> **BRIEF 1**:
In the text on United Airlines' first-quarter earnings call, what portion of the carrier's flights does Brett Hart say were impacted by weather?
> **BRIEF 2**:
Print the passage of the United Airlines earnings-call text word for word, from "Business traffic from" to "more conservative estimates.".

> **TEXT EXCERPT**:

Business traffic from large corporations is getting close to 100% of pre-pandemic levels, according to Andrew Nocella, chief commercial officer for United Airlines, speaking on a first quarter earnings call. He said the number represented “a nice tailwind.”

Nocella said that data from the last two weeks of April was a “surprise in its strength,” because the company had seen more conservative estimates.

The recovery in global long-haul business, said Nocella, is a few points ahead of domestic. And all the measurements, he said, are a good sign that the airline’s planned international revenue and capacity increases are moving in the right direction.

After reviewing the data, said Nocella, the outlook becomes a lot more positive, even as many headlines continue to predict a recession. “I can also confirm in absolute dollars,” said Nocella, “the last 14 days have been the best booking days for business traffic revenue that we've seen since the pandemic.”

CEO Scott Kirby offered cautionary words about the outlook, saying that the macro risks for the economy are higher today than a few months ago, as demonstrated by the banking scare with the failure of Silicon Valley Bank. While the airline has recovered from a drop-off in business after that event, he said, the airline’s “base case” remains a mild recession or soft landing.

Brett Hart, president, United Airlines Holdings, said the carrier led the industry with the lowest seat cancellation rate, despite around 20% of its flights being impacted by weather, the most of any of its competitors. This was the first time since 2012, he said, that United led on this metric. Additionally, he said, United was first or second in the quarter for on-time departures at nearly all its hub locations, including those heavily impacted by winter weather, like Chicago and Denver.

> **RECORD SET**:
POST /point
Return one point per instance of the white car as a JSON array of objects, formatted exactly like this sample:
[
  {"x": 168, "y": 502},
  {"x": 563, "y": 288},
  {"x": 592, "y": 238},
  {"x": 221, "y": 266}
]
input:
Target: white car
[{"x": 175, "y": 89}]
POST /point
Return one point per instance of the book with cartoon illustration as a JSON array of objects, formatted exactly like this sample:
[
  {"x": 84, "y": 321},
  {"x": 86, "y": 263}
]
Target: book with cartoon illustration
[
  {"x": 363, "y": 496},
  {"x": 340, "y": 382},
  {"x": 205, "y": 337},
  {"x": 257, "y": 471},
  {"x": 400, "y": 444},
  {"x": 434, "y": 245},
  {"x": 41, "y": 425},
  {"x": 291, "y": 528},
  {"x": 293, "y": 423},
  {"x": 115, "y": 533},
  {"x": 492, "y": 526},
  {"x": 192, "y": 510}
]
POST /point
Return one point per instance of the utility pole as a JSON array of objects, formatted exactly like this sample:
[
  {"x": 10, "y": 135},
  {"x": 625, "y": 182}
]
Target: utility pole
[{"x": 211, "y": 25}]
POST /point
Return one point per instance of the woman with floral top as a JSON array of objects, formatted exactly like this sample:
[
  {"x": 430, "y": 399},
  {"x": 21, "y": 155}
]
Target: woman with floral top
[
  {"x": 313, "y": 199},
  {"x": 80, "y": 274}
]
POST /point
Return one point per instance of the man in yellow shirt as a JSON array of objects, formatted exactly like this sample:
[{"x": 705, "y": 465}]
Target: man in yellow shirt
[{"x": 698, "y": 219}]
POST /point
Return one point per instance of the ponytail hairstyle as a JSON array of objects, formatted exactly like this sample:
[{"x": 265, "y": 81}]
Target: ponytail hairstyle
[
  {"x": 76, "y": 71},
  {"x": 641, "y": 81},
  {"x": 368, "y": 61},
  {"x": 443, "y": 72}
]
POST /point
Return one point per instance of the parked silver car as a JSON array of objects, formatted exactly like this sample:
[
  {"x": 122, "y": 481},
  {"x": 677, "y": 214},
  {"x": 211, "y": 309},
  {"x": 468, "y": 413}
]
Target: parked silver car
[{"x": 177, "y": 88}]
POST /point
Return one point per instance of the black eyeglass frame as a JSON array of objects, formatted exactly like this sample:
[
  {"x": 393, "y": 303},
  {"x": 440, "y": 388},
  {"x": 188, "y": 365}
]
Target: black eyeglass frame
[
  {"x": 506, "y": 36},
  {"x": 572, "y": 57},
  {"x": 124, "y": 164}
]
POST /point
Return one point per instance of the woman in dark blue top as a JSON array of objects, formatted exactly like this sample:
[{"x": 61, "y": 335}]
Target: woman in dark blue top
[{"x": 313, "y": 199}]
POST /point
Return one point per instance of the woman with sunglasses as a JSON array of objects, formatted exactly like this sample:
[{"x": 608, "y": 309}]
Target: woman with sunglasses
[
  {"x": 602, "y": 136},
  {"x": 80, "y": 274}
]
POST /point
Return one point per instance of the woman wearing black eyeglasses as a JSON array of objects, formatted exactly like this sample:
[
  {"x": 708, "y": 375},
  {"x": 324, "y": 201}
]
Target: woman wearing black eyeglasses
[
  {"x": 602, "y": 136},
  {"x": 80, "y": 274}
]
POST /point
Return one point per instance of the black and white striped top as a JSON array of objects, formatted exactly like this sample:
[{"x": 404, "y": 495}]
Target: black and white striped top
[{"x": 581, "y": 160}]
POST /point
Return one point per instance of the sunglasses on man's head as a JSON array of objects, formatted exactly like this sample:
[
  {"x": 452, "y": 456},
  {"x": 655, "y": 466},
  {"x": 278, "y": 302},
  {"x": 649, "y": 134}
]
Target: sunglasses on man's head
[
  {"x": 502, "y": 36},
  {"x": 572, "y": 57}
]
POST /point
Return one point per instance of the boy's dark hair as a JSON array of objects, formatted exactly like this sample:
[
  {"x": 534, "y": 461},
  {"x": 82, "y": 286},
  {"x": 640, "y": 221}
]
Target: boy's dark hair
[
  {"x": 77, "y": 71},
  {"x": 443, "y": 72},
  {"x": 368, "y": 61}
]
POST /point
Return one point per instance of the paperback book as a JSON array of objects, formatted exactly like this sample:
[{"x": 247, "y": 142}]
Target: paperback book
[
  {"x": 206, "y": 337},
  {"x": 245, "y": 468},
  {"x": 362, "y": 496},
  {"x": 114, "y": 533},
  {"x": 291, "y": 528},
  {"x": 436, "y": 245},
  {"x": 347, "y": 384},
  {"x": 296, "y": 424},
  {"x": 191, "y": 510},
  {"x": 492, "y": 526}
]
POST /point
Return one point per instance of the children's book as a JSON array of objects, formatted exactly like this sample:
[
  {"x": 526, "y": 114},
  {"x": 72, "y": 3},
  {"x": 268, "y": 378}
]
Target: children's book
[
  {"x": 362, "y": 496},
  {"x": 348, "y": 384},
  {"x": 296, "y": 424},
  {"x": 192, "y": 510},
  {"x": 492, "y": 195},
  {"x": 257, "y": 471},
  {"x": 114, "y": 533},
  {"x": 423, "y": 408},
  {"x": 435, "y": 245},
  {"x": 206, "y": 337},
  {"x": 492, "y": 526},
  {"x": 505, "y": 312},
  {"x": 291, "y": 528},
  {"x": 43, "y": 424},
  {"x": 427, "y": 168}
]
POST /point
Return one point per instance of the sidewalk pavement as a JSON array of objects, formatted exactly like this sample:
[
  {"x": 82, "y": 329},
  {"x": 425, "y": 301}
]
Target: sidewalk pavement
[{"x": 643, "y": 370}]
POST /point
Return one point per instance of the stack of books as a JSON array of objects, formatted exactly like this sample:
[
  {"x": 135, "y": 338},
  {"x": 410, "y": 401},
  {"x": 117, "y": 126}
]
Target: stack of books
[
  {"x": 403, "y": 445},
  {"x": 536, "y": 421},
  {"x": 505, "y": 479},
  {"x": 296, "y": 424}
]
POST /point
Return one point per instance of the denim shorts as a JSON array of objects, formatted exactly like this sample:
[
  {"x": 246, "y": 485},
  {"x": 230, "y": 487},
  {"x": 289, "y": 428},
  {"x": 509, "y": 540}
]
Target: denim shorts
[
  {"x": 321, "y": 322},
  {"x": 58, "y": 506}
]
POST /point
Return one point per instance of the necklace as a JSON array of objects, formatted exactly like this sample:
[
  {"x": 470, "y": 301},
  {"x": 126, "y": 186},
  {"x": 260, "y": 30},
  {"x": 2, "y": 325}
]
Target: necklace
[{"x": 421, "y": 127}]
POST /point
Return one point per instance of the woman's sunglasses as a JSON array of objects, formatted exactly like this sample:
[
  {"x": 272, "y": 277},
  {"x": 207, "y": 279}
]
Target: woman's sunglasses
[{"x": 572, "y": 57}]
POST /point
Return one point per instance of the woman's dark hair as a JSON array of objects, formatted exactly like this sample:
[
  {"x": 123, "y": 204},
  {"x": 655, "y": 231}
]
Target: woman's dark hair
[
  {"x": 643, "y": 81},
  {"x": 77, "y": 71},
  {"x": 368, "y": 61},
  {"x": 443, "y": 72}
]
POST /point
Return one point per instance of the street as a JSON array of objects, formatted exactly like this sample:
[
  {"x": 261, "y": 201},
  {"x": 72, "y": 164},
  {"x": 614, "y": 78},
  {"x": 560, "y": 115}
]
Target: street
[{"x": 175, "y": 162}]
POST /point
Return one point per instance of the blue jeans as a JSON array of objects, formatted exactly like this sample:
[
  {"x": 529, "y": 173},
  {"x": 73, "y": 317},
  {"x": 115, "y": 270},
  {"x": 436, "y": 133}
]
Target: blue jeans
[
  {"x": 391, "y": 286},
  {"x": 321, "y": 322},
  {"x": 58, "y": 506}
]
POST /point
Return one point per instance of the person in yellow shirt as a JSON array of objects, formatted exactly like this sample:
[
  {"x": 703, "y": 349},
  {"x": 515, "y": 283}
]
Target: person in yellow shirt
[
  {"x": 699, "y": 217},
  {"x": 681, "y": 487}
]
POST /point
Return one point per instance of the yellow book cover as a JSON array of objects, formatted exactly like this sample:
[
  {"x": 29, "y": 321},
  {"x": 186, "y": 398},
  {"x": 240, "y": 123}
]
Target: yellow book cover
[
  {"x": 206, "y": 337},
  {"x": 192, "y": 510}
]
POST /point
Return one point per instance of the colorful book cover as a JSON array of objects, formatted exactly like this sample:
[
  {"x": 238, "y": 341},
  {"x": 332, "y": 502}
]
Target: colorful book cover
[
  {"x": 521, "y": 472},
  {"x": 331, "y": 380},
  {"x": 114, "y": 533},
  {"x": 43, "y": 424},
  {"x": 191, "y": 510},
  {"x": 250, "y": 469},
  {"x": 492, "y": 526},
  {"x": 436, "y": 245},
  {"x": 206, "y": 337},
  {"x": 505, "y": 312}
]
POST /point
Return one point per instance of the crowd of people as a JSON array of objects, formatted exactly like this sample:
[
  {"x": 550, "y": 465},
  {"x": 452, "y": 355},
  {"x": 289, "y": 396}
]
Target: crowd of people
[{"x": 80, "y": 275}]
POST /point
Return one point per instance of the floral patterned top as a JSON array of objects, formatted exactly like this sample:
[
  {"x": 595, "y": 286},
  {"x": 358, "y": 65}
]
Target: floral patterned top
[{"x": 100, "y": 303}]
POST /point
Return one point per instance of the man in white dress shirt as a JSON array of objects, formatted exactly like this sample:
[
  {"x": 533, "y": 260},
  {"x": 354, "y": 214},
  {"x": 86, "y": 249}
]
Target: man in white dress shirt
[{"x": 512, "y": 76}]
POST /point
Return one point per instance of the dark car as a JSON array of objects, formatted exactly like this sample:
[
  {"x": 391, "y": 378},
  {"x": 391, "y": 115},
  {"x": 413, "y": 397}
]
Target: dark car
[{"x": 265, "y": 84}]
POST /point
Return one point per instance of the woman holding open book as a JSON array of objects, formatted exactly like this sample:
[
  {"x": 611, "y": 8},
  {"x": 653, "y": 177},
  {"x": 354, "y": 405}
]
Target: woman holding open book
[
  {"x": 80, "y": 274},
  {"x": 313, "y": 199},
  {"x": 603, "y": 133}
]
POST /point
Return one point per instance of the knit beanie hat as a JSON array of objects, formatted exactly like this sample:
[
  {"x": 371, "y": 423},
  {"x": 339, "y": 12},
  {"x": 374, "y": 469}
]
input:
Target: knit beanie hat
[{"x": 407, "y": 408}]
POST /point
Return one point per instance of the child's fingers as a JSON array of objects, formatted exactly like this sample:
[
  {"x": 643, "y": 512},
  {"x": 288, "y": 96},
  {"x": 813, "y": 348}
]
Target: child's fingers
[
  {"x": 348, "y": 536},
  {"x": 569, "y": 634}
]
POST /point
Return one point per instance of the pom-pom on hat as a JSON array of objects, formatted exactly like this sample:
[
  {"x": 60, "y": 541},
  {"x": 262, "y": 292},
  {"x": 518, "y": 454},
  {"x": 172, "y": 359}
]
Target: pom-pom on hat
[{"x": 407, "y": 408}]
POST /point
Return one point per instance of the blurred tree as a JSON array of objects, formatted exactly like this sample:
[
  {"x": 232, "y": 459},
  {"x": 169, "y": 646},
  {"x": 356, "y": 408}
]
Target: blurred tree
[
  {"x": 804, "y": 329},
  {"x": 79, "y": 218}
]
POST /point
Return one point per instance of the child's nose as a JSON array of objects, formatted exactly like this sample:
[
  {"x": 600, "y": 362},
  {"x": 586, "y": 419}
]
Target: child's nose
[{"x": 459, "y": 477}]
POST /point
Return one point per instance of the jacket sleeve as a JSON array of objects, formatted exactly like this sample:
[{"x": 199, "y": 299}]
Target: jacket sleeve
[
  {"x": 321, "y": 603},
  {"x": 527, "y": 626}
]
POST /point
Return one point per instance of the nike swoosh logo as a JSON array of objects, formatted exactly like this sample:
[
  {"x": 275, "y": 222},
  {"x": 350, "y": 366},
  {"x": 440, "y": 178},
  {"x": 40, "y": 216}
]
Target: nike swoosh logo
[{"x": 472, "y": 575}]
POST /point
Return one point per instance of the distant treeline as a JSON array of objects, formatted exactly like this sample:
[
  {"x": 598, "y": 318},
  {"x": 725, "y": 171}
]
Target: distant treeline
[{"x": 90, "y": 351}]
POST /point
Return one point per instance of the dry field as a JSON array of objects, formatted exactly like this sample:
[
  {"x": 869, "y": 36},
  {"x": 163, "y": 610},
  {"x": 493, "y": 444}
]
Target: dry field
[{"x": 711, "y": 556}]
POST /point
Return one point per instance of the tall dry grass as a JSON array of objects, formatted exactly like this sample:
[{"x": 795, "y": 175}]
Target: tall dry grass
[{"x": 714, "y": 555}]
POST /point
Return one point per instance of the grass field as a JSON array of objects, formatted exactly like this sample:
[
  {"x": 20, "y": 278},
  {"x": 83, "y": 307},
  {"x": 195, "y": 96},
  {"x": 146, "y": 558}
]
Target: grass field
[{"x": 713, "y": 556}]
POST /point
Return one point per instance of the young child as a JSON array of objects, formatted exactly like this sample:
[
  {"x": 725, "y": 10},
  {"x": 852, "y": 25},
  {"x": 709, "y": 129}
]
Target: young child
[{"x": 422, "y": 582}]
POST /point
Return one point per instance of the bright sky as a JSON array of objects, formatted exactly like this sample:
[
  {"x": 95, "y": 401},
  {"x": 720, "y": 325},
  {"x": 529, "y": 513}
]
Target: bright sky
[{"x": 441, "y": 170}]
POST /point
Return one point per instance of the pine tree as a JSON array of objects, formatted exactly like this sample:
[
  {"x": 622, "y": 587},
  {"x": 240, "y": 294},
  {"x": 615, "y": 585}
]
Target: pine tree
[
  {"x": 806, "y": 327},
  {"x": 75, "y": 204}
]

> **RESPONSE 1**:
Around 20% of its flights.

> **RESPONSE 2**:
Business traffic from large corporations is getting close to 100% of pre-pandemic levels, according to Andrew Nocella, chief commercial officer for United Airlines, speaking on a first quarter earnings call. He said the number represented “a nice tailwind.”

Nocella said that data from the last two weeks of April was a “surprise in its strength,” because the company had seen more conservative estimates.